> [INSTRUCTIONS FOR THE TASK]
Copy out every line in the items below that contains the string "pixels". Matches must have the same case.

** BEGIN PROVIDED RECORDS **

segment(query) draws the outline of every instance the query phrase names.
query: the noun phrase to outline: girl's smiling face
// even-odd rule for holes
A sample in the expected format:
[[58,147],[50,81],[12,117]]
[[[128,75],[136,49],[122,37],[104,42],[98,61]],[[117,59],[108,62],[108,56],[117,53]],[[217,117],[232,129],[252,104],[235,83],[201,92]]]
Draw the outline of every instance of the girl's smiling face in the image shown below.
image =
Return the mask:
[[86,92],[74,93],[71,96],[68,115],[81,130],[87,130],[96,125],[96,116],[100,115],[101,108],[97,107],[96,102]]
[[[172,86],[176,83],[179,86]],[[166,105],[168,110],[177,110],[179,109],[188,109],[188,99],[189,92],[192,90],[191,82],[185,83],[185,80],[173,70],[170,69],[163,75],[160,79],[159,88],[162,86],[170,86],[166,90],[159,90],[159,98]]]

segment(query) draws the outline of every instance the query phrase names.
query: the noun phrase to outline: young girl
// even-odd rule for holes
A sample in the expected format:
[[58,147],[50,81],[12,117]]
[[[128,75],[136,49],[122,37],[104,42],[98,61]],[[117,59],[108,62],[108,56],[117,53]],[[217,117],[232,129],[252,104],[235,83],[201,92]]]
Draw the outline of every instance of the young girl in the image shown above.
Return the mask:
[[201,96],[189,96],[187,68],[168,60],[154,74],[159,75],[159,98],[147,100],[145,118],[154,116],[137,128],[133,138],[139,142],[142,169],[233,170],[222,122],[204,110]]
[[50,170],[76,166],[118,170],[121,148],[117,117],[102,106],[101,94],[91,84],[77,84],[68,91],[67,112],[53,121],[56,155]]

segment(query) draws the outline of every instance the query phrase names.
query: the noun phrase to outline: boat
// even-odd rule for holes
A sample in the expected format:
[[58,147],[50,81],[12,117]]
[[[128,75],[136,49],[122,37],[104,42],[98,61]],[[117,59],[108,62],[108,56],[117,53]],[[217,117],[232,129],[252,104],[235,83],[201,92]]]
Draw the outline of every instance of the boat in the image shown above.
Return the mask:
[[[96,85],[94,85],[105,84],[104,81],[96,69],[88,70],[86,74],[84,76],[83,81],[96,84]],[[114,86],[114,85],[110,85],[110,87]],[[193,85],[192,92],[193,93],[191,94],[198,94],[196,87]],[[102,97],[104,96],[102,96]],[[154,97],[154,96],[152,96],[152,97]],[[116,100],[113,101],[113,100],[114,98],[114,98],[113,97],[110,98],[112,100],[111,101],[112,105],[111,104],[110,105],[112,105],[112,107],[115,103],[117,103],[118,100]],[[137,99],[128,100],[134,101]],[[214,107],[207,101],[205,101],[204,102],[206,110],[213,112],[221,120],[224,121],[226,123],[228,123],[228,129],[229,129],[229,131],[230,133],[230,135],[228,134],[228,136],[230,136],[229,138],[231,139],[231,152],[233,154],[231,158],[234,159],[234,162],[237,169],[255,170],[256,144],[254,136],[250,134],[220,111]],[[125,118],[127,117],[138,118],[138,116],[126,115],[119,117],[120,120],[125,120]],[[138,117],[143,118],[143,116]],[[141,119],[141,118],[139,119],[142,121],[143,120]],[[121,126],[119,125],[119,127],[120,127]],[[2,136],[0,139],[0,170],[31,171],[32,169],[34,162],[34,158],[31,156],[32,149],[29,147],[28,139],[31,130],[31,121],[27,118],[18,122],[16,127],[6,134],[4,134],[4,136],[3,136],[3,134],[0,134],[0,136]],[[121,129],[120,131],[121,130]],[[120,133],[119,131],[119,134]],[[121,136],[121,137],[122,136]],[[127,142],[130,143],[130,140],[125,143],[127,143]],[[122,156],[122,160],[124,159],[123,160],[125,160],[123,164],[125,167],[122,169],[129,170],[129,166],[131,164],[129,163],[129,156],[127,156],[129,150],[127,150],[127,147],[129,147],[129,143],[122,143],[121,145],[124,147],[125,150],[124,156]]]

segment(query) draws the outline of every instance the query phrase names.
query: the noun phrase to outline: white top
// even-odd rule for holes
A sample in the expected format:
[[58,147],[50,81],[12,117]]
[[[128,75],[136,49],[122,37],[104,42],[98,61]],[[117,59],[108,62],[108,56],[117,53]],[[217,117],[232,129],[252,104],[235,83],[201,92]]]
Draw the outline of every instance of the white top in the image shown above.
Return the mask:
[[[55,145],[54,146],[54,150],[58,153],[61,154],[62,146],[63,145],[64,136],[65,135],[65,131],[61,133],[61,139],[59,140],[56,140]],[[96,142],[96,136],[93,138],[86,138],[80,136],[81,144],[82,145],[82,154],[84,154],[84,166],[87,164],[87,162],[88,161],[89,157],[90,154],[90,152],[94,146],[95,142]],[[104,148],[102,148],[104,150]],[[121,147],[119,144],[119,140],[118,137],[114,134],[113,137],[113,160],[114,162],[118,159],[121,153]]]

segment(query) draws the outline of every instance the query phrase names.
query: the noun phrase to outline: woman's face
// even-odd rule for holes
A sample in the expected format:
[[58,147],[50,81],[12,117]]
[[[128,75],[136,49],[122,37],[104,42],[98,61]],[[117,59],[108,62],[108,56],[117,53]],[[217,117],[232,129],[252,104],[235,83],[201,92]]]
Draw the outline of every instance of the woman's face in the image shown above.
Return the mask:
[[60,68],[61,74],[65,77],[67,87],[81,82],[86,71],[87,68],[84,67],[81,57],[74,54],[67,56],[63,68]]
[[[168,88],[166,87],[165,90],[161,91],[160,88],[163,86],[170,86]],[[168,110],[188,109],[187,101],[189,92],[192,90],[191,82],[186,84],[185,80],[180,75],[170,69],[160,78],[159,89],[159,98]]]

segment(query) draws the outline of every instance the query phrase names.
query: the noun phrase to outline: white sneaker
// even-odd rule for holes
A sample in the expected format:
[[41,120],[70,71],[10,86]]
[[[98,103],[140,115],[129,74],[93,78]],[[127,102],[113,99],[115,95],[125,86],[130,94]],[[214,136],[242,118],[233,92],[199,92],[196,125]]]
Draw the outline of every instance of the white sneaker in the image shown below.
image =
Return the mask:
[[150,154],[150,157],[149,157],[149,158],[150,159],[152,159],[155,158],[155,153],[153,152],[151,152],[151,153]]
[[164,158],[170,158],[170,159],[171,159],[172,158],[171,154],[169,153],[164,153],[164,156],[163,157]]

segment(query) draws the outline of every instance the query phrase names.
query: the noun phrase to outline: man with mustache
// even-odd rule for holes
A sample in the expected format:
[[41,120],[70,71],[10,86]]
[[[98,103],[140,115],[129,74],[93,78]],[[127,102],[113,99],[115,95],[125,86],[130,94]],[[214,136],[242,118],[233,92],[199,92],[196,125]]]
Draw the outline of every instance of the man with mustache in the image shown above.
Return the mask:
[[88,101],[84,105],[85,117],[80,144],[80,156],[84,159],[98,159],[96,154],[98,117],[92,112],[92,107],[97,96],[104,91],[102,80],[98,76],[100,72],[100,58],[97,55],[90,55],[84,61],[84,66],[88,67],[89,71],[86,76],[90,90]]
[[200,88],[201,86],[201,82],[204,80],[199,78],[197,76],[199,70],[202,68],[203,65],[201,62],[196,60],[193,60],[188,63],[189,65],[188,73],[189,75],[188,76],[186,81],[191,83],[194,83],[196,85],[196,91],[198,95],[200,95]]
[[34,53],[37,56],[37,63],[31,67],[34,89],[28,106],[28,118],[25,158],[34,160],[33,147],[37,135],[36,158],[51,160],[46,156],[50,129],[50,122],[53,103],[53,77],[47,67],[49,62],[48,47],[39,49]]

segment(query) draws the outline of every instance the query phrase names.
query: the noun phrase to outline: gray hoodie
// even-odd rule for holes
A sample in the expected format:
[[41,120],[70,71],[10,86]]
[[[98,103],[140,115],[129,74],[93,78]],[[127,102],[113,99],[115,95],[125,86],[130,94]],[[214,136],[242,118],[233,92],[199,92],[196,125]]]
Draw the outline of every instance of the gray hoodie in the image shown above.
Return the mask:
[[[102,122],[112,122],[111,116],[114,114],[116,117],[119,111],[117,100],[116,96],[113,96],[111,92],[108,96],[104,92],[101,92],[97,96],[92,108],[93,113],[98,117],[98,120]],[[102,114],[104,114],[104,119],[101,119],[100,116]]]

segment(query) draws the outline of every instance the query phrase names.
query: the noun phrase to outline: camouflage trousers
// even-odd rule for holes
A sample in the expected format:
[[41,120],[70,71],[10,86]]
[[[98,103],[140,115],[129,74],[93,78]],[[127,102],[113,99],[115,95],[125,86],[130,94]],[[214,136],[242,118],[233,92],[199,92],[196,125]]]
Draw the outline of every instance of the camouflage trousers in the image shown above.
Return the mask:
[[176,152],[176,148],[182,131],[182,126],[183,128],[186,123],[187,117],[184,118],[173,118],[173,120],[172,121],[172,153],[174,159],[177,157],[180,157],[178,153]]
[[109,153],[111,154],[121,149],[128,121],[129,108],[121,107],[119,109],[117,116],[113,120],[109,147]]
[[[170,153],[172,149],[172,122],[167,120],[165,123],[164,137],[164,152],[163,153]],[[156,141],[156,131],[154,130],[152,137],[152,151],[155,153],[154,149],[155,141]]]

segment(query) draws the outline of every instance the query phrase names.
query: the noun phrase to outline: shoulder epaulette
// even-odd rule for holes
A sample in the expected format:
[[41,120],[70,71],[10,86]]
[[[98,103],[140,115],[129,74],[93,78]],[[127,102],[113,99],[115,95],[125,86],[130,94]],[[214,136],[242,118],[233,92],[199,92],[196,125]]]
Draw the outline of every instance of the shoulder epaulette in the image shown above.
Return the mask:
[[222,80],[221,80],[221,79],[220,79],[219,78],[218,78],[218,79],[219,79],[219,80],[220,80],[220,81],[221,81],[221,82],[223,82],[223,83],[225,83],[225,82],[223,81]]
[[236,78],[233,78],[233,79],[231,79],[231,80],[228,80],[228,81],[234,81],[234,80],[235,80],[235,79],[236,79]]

** END PROVIDED RECORDS **
** BEGIN PROVIDED RECORDS **

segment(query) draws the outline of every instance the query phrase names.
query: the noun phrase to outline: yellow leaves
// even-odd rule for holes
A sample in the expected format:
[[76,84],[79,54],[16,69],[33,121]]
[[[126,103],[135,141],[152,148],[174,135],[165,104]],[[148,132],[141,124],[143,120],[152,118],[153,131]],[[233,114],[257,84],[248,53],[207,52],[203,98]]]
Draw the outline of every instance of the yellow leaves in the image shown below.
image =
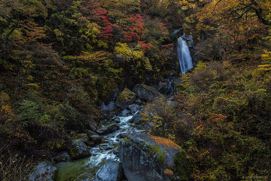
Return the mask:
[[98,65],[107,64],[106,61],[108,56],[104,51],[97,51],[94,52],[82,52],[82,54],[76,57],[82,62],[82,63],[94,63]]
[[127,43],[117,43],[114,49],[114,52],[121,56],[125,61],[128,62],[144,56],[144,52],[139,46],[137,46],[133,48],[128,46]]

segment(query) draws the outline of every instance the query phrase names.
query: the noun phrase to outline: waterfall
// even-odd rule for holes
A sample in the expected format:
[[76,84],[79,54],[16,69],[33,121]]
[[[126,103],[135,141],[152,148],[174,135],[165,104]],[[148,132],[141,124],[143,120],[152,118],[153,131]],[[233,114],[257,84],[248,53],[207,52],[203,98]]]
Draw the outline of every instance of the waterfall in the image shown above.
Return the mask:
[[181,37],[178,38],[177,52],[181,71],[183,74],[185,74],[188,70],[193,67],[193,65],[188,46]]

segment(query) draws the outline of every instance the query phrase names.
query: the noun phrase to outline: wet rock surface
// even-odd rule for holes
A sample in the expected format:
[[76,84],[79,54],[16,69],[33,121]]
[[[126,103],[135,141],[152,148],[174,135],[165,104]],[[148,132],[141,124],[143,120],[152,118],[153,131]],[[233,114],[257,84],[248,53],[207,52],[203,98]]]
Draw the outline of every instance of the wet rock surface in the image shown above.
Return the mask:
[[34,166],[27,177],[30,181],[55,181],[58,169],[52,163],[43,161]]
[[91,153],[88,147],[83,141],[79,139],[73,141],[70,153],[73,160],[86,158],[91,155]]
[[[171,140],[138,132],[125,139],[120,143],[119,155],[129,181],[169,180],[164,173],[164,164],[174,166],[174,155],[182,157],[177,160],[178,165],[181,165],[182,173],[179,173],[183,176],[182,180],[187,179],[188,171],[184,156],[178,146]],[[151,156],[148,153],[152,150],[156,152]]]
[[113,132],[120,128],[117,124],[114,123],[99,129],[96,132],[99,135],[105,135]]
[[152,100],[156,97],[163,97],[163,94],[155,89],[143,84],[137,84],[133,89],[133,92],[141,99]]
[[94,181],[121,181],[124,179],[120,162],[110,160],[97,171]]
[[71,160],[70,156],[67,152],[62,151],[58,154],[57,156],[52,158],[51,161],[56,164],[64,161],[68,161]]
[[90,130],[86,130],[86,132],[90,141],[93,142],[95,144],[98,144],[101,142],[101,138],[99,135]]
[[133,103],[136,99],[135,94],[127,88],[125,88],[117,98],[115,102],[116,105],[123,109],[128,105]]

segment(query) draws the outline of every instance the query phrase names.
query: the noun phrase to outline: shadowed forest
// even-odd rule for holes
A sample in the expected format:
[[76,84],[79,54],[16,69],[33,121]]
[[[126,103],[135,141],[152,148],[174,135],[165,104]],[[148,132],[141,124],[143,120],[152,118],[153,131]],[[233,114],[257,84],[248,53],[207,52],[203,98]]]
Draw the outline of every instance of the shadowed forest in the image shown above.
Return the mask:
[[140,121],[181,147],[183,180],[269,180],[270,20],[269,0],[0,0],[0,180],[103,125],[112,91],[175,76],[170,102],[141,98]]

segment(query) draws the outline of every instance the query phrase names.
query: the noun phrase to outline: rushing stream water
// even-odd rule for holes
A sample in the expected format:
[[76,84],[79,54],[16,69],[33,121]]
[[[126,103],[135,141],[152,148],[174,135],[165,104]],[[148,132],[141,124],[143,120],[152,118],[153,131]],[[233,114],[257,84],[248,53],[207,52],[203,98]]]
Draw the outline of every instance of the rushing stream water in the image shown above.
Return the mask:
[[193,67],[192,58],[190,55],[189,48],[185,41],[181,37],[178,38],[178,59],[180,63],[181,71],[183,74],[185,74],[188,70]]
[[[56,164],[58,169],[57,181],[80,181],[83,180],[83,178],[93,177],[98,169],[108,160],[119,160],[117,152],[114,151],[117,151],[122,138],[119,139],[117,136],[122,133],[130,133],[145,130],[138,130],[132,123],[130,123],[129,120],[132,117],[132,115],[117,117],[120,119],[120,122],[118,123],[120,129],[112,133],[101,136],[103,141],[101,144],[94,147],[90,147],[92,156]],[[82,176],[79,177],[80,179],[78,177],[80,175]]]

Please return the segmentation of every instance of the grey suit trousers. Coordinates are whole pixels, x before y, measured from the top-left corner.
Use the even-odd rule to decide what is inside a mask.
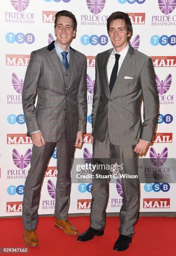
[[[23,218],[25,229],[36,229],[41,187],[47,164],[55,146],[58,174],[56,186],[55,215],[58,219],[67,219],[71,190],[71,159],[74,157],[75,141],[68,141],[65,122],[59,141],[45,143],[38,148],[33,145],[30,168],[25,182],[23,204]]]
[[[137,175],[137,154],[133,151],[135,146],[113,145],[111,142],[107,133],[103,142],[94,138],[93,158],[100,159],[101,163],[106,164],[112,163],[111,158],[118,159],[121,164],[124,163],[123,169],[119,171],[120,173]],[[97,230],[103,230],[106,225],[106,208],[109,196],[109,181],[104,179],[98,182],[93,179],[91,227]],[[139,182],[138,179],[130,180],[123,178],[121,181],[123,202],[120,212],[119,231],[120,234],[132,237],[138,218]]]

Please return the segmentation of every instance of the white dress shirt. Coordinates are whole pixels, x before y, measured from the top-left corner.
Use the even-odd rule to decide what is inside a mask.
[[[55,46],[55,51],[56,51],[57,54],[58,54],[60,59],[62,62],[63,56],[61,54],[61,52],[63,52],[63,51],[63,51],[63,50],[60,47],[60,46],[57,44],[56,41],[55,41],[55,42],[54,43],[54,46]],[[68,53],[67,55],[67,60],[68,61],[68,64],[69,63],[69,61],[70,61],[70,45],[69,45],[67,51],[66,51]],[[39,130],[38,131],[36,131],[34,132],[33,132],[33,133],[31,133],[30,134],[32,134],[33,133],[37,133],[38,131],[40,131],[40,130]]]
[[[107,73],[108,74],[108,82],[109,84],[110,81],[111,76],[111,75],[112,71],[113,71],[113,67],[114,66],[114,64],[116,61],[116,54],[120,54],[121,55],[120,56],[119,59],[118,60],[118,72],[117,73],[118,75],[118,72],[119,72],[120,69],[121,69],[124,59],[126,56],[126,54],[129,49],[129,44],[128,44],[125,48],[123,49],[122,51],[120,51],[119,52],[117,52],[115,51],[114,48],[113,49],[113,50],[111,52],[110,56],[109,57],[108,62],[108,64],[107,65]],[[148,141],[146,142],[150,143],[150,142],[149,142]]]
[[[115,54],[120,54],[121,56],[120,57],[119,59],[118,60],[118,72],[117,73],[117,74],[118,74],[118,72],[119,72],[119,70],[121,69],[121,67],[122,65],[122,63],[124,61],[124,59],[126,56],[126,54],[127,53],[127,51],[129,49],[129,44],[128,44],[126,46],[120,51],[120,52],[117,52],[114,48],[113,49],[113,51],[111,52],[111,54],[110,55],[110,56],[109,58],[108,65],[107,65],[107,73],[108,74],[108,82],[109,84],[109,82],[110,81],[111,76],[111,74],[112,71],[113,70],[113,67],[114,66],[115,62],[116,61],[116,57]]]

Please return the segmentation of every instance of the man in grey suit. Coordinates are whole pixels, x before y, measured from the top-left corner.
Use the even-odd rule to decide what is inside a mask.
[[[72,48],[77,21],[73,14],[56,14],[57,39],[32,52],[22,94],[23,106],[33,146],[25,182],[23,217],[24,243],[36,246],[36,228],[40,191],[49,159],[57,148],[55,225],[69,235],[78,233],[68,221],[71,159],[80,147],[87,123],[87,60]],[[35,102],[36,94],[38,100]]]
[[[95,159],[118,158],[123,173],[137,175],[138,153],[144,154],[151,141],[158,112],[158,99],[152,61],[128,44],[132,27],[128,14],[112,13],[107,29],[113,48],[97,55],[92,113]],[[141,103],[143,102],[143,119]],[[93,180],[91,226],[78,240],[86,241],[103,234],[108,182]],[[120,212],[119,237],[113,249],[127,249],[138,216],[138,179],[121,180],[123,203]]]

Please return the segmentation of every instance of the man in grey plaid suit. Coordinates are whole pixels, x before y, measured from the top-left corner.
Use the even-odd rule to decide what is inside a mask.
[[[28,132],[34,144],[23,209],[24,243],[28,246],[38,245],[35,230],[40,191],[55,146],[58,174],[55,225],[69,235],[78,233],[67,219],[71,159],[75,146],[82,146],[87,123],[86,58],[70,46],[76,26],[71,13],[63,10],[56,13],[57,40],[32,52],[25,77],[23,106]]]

** END PROVIDED RECORDS **

> [CORRECT RESPONSE]
Please return the segmentation of every instance of the grey suit trousers. Coordinates are whole pixels, x before y, measured from the top-left corner.
Please return the segmentation of every instance of the white dress shirt. Coordinates are whole pixels, x before y, measured from the top-left corner.
Please return the segmentation of every instance of the man in grey suit. Coordinates are whole pixels, x before y, measured from the top-left corner.
Please return the segmentation of every instance of the man in grey plaid suit. Coordinates are whole pixels, x before y, measured from the top-left corner.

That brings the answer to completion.